Data items:

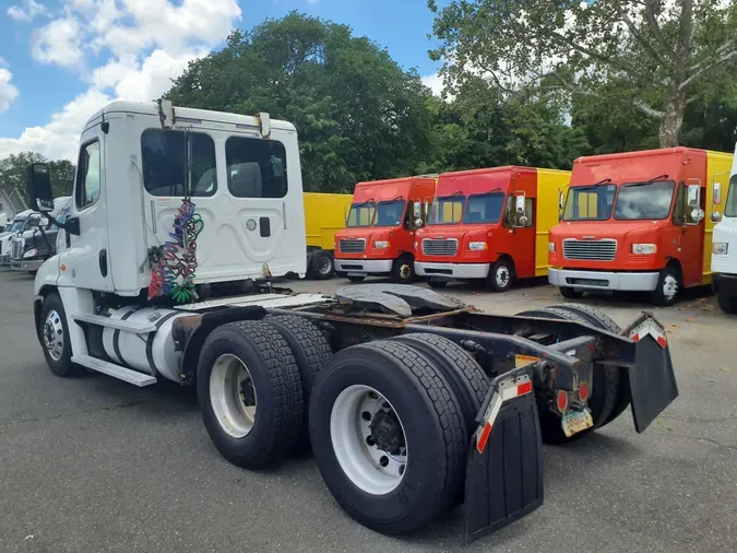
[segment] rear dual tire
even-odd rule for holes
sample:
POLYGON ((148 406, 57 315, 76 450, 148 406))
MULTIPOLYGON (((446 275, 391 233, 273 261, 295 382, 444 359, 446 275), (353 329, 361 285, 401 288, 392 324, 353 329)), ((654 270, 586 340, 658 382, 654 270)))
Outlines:
POLYGON ((443 370, 408 344, 387 340, 337 353, 312 390, 309 421, 328 489, 348 515, 372 530, 415 531, 462 493, 469 437, 463 407, 443 370), (355 393, 367 395, 365 405, 373 404, 371 393, 382 398, 385 414, 378 419, 346 407, 357 404, 355 393), (346 430, 356 427, 368 431, 346 430), (403 468, 392 472, 393 480, 392 474, 376 476, 396 462, 403 468))

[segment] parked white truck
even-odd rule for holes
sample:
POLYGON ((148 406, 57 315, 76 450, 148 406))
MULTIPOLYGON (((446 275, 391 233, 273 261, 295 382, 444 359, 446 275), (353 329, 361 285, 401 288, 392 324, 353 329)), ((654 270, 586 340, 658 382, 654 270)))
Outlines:
MULTIPOLYGON (((713 185, 714 193, 721 196, 722 187, 717 185, 713 185)), ((726 195, 724 216, 712 213, 712 221, 721 220, 712 237, 712 282, 720 308, 726 314, 737 314, 737 148, 726 195)))
MULTIPOLYGON (((48 212, 48 167, 31 174, 48 212)), ((110 104, 84 128, 73 197, 35 281, 51 372, 193 385, 229 461, 311 447, 338 504, 380 532, 461 502, 467 541, 495 531, 542 505, 542 440, 630 404, 642 432, 678 395, 649 314, 625 330, 572 304, 491 316, 390 284, 193 301, 201 282, 305 273, 297 132, 265 114, 110 104)))

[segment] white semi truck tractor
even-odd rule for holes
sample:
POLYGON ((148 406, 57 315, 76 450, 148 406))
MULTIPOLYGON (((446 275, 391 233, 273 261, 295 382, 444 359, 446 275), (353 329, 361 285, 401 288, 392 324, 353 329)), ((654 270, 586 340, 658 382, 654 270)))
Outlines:
MULTIPOLYGON (((712 186, 714 197, 723 193, 720 184, 712 186)), ((721 220, 712 236, 712 282, 720 308, 732 315, 737 314, 737 148, 726 195, 724 216, 712 213, 713 221, 721 220)))
MULTIPOLYGON (((29 180, 49 213, 48 167, 29 180)), ((36 275, 51 372, 195 386, 233 463, 311 448, 360 523, 412 532, 463 503, 467 541, 542 505, 543 440, 582 437, 629 405, 643 432, 678 395, 647 314, 626 329, 572 304, 491 316, 391 284, 195 297, 202 283, 304 274, 302 217, 290 123, 108 105, 84 128, 66 239, 36 275)))

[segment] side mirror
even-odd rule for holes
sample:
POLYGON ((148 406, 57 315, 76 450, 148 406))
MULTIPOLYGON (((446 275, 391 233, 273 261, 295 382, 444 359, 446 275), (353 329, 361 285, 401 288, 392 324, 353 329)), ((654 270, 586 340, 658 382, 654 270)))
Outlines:
POLYGON ((701 205, 701 186, 688 186, 688 205, 691 208, 699 208, 701 205))
POLYGON ((28 167, 28 197, 31 205, 36 211, 54 211, 51 176, 47 164, 34 163, 28 167))
POLYGON ((514 197, 514 211, 518 213, 524 213, 524 196, 515 196, 514 197))
POLYGON ((712 183, 712 203, 714 205, 722 203, 722 183, 712 183))

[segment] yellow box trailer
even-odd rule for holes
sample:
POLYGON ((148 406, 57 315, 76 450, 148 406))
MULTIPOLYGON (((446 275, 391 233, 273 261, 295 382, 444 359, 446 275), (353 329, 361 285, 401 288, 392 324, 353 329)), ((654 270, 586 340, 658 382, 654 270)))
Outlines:
POLYGON ((332 276, 335 233, 345 228, 352 201, 349 193, 305 192, 308 278, 332 276))

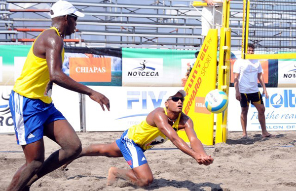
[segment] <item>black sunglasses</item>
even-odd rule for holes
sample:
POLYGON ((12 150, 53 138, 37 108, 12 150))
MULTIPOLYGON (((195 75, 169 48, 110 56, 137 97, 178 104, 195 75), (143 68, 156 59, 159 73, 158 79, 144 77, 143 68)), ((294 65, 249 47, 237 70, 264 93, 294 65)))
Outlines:
POLYGON ((70 16, 72 16, 72 17, 78 18, 78 16, 77 16, 77 15, 75 15, 74 14, 72 14, 72 13, 71 13, 71 14, 68 14, 68 15, 70 15, 70 16))
POLYGON ((172 97, 169 99, 168 99, 168 100, 169 99, 172 99, 173 100, 173 101, 175 101, 175 102, 177 102, 178 101, 179 101, 179 100, 181 100, 182 102, 184 102, 184 100, 185 99, 185 98, 184 97, 172 97))

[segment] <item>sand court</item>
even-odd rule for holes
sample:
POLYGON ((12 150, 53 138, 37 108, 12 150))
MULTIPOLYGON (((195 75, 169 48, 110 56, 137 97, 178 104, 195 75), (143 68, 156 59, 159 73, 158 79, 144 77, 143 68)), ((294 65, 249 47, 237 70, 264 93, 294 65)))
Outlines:
MULTIPOLYGON (((178 149, 157 149, 145 154, 154 180, 149 187, 137 188, 120 180, 107 186, 111 166, 128 169, 122 158, 85 157, 70 164, 67 170, 55 170, 34 183, 31 190, 47 191, 295 191, 296 131, 271 131, 272 138, 260 132, 229 132, 226 143, 206 146, 214 159, 209 166, 199 165, 178 149)), ((122 132, 78 133, 85 147, 91 143, 111 143, 122 132)), ((59 146, 44 137, 45 157, 59 146)), ((176 148, 170 142, 155 149, 176 148)), ((0 191, 8 186, 14 173, 24 163, 21 147, 14 135, 0 135, 0 191)))

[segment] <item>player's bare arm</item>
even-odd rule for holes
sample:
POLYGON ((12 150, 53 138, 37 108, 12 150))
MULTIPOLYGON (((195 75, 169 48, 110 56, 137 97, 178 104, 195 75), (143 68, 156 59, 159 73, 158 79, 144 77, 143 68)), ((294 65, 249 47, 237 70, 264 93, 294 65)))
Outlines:
POLYGON ((99 103, 104 111, 104 105, 110 111, 109 99, 104 95, 76 82, 63 72, 61 57, 63 47, 63 39, 57 35, 51 35, 46 40, 45 46, 50 81, 68 90, 88 95, 99 103))
POLYGON ((263 74, 262 73, 262 72, 258 73, 258 76, 259 82, 260 82, 261 86, 263 88, 263 92, 262 93, 262 95, 265 95, 265 98, 267 99, 268 98, 268 94, 267 94, 267 91, 266 91, 266 87, 265 87, 265 83, 264 82, 263 74))
POLYGON ((184 153, 194 158, 195 152, 178 135, 168 122, 168 117, 162 111, 155 111, 153 116, 155 125, 178 149, 184 153))
POLYGON ((233 73, 234 75, 234 81, 233 82, 233 85, 235 88, 235 98, 239 101, 240 101, 242 97, 239 93, 239 89, 238 87, 238 78, 239 77, 239 74, 238 73, 233 73))
POLYGON ((197 138, 196 133, 193 128, 192 120, 185 114, 182 114, 182 115, 184 116, 182 118, 183 121, 181 122, 181 124, 184 124, 184 128, 190 142, 190 146, 196 153, 194 159, 199 164, 208 165, 212 164, 214 159, 211 157, 210 155, 207 155, 202 144, 199 139, 197 138))

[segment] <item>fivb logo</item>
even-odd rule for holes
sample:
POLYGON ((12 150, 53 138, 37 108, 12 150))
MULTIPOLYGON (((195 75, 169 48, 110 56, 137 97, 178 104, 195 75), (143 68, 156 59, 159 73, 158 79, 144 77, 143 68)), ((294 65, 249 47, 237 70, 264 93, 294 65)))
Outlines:
MULTIPOLYGON (((295 107, 296 97, 292 90, 284 90, 281 94, 274 94, 269 95, 268 99, 265 98, 265 106, 266 108, 273 107, 275 108, 295 107)), ((254 106, 252 105, 252 107, 254 106)))
MULTIPOLYGON (((129 91, 127 92, 127 96, 132 96, 133 97, 127 98, 127 109, 133 109, 133 103, 136 104, 137 102, 142 102, 142 109, 147 109, 147 99, 148 97, 150 97, 150 99, 152 101, 153 106, 154 108, 160 107, 164 96, 166 94, 167 92, 160 92, 158 98, 156 99, 155 96, 152 91, 148 92, 138 92, 138 91, 129 91), (141 101, 140 101, 140 99, 141 101)), ((139 103, 137 105, 139 105, 139 103)))
POLYGON ((158 77, 159 71, 156 67, 159 67, 162 59, 133 59, 133 62, 138 66, 127 72, 128 76, 134 77, 158 77), (152 67, 153 66, 153 67, 152 67))

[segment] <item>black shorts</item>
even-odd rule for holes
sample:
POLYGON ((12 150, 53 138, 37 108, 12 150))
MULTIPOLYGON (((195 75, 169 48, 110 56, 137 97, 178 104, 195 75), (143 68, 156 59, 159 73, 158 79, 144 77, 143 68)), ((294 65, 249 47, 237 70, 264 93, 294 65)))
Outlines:
POLYGON ((242 98, 240 100, 241 107, 245 107, 249 106, 250 101, 253 105, 255 104, 263 104, 263 100, 262 100, 262 96, 260 92, 252 94, 242 94, 241 93, 242 98))

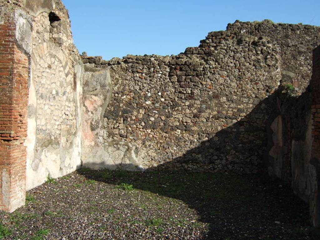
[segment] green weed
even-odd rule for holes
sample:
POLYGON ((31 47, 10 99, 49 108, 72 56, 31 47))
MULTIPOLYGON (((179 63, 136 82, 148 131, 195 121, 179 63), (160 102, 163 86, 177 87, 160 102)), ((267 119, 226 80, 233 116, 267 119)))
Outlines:
POLYGON ((0 224, 0 239, 3 239, 11 234, 11 232, 7 228, 0 224))
POLYGON ((57 180, 53 178, 52 178, 50 174, 48 174, 47 176, 47 180, 45 181, 46 183, 52 183, 54 184, 57 183, 57 180))
POLYGON ((132 191, 133 190, 133 187, 132 185, 128 183, 121 183, 117 186, 116 187, 119 189, 122 189, 125 191, 132 191))

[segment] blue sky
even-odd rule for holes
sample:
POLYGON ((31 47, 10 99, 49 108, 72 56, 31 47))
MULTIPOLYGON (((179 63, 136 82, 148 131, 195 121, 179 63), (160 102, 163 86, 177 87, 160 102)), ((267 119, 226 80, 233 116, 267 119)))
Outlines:
POLYGON ((320 0, 62 1, 79 51, 106 60, 176 54, 237 19, 320 26, 320 0))

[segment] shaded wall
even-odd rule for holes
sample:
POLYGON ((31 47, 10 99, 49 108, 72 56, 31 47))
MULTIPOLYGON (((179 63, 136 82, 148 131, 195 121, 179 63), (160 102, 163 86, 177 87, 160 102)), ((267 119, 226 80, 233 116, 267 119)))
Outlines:
POLYGON ((317 226, 320 224, 319 50, 318 47, 313 52, 312 78, 306 91, 295 96, 296 93, 283 89, 275 100, 277 108, 267 128, 269 173, 289 183, 309 203, 311 221, 317 226))

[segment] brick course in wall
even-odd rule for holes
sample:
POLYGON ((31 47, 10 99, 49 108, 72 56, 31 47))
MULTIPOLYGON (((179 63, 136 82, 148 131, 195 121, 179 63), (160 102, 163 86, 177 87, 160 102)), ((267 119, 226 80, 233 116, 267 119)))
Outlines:
POLYGON ((314 169, 314 185, 316 190, 311 196, 310 211, 311 220, 314 226, 320 226, 320 46, 313 52, 313 70, 310 82, 312 93, 313 141, 310 164, 314 169))
POLYGON ((8 13, 0 25, 0 210, 24 204, 29 59, 15 43, 8 13))

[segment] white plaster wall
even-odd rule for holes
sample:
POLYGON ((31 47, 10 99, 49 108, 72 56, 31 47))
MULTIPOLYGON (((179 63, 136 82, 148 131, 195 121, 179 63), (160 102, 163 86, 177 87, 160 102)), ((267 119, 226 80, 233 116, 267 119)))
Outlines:
POLYGON ((47 13, 34 18, 25 144, 27 190, 48 175, 61 177, 81 164, 83 67, 78 56, 70 54, 74 45, 55 42, 50 31, 47 13))

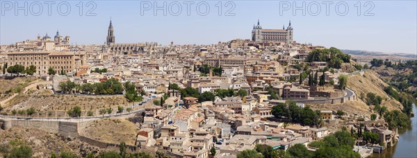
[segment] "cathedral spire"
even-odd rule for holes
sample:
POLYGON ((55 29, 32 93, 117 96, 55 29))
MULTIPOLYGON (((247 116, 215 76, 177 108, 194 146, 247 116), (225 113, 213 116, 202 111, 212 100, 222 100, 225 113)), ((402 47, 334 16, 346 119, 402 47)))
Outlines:
POLYGON ((111 22, 111 17, 110 17, 110 25, 108 26, 108 30, 107 31, 107 40, 106 43, 108 46, 115 43, 115 35, 113 24, 111 22))

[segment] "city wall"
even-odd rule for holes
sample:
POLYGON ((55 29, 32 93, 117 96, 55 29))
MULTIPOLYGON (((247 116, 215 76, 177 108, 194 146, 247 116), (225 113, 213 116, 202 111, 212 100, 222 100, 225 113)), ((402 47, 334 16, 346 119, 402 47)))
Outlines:
MULTIPOLYGON (((0 118, 1 130, 8 130, 13 127, 22 127, 29 129, 42 130, 50 133, 60 133, 65 137, 79 138, 81 141, 101 148, 118 150, 120 144, 102 142, 79 135, 79 130, 85 128, 92 121, 72 120, 72 121, 59 121, 54 119, 17 119, 0 118)), ((128 151, 134 152, 138 149, 136 146, 126 145, 128 151)))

▶ [Exercise directions]: Retype, with no changes, the lines from the one containing "[segment] <item>player's bare arm</item>" through the one containing "POLYGON ((233 73, 234", including both of those lines.

▶ [Response to the exercise]:
[segment] <item>player's bare arm</item>
even-odd rule for holes
sample:
POLYGON ((12 150, 53 138, 37 108, 12 150))
MULTIPOLYGON (((195 75, 169 48, 110 56, 137 97, 178 104, 195 75), (143 68, 156 59, 159 73, 158 79, 144 77, 143 68)), ((294 65, 249 47, 237 70, 264 93, 294 65)))
Outlines:
POLYGON ((99 103, 104 111, 104 105, 110 111, 109 99, 104 95, 76 82, 63 72, 61 57, 63 47, 63 39, 57 35, 51 35, 46 40, 45 46, 50 81, 68 90, 88 95, 99 103))
POLYGON ((263 74, 262 73, 262 72, 258 73, 258 76, 259 82, 260 82, 261 86, 263 88, 263 92, 262 93, 262 95, 265 95, 265 98, 267 99, 268 98, 268 94, 267 94, 267 91, 266 91, 266 87, 265 87, 265 83, 264 82, 263 74))
POLYGON ((184 153, 194 158, 195 152, 178 135, 168 122, 168 117, 162 111, 155 111, 153 116, 155 125, 178 149, 184 153))
POLYGON ((233 73, 234 75, 234 81, 233 82, 233 85, 235 88, 235 98, 239 101, 240 101, 242 97, 239 93, 239 89, 238 87, 238 78, 239 77, 239 74, 238 73, 233 73))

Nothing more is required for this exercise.